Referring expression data
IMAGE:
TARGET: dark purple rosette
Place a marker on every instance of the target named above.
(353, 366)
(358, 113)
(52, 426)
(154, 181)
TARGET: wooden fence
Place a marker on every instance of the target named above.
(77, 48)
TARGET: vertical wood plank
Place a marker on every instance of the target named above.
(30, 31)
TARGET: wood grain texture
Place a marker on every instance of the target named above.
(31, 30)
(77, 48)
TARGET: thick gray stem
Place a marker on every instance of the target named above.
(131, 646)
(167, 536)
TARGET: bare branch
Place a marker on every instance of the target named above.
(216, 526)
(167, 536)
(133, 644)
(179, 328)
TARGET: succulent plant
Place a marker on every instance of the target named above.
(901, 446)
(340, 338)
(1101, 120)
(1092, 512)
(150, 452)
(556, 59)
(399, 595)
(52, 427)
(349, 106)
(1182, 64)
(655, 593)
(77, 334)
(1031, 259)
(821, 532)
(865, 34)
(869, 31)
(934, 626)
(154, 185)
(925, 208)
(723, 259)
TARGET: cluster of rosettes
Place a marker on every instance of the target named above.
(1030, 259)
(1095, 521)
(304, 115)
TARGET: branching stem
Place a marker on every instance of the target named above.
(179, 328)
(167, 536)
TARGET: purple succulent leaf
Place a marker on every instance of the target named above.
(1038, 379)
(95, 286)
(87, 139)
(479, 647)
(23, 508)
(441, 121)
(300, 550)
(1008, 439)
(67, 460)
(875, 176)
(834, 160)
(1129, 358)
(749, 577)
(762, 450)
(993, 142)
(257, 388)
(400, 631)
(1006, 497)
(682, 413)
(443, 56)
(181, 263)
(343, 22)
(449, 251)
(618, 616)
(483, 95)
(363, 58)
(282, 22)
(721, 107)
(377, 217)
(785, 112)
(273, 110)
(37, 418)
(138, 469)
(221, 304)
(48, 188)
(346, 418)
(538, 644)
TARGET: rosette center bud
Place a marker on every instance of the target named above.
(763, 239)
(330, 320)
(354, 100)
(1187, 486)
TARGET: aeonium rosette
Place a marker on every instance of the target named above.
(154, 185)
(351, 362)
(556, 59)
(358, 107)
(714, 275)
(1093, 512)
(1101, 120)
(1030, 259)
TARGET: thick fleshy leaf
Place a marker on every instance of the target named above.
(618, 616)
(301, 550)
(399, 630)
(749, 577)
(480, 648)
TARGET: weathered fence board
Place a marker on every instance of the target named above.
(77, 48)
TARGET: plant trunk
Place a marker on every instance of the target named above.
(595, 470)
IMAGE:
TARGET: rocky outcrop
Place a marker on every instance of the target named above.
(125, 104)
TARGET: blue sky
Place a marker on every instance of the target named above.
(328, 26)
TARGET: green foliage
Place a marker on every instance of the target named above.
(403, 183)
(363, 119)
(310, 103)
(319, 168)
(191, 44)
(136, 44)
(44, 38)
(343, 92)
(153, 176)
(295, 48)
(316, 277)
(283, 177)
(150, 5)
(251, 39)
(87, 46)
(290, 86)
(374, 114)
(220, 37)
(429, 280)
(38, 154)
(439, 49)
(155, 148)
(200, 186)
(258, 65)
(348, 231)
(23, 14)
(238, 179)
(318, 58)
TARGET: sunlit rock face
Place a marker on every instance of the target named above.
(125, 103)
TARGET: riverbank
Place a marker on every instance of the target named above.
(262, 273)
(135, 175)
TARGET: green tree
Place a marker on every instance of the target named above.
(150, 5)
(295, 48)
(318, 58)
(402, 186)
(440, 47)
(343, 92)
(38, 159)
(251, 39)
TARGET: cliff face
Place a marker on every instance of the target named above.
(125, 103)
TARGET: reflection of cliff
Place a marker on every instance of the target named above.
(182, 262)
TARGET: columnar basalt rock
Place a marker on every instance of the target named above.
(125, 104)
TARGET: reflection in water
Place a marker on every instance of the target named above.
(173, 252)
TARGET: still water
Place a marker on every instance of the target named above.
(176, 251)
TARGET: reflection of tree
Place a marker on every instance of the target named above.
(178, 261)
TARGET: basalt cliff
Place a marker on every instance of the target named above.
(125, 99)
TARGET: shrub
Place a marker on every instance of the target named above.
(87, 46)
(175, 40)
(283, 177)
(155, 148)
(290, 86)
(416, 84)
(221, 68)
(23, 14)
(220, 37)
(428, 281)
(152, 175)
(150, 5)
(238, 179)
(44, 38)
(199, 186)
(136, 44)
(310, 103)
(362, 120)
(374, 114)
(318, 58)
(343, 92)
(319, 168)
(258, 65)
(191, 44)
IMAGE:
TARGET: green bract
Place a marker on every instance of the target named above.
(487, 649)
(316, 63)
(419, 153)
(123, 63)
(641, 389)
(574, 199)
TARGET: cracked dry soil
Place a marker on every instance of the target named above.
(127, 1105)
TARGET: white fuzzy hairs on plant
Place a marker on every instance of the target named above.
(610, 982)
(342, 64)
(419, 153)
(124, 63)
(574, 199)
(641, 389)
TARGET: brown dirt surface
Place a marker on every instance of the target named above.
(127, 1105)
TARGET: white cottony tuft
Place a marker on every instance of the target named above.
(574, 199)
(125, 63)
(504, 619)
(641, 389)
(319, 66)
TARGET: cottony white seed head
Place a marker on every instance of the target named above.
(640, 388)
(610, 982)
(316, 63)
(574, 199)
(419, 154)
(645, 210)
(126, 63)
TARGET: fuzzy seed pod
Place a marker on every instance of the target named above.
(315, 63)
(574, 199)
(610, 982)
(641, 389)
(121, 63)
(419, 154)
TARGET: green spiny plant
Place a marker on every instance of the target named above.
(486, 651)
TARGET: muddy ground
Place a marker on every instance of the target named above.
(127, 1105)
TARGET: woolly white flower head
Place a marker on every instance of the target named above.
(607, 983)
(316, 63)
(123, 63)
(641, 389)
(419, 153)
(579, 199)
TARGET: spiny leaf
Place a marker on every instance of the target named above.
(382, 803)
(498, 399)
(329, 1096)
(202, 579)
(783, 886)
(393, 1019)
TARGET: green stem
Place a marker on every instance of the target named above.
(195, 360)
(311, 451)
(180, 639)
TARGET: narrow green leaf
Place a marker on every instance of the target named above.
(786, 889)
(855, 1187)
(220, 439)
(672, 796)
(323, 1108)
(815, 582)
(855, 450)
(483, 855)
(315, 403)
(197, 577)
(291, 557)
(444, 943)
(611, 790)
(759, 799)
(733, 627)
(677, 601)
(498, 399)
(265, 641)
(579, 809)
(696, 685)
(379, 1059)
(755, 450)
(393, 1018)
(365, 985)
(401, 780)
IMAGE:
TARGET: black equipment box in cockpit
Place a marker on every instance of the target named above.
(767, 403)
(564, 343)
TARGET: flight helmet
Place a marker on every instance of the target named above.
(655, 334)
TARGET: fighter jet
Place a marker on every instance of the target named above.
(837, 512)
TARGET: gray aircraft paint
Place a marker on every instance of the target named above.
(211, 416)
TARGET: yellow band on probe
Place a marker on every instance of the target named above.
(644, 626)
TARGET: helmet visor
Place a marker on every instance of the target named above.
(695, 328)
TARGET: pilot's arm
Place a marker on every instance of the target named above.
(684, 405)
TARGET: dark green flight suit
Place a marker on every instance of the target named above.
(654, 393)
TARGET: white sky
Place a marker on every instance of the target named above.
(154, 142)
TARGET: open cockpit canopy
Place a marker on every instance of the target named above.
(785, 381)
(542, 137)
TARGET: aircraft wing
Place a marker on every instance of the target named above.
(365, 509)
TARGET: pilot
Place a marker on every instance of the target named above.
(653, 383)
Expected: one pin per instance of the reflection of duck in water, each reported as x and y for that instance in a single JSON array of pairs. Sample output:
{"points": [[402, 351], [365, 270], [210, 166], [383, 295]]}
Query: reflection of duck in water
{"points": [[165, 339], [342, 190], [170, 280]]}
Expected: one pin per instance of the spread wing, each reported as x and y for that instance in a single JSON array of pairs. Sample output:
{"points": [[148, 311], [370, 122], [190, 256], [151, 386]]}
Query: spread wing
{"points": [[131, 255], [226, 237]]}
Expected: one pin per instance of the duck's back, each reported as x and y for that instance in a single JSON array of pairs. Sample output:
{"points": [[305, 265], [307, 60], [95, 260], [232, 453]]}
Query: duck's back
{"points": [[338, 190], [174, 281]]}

• _WHAT THE TASK ASKS_: Return each line from the entries above that includes "succulent".

• _EXERCISE ANSWER_:
TARGET: succulent plant
TARGET: purple succulent leaf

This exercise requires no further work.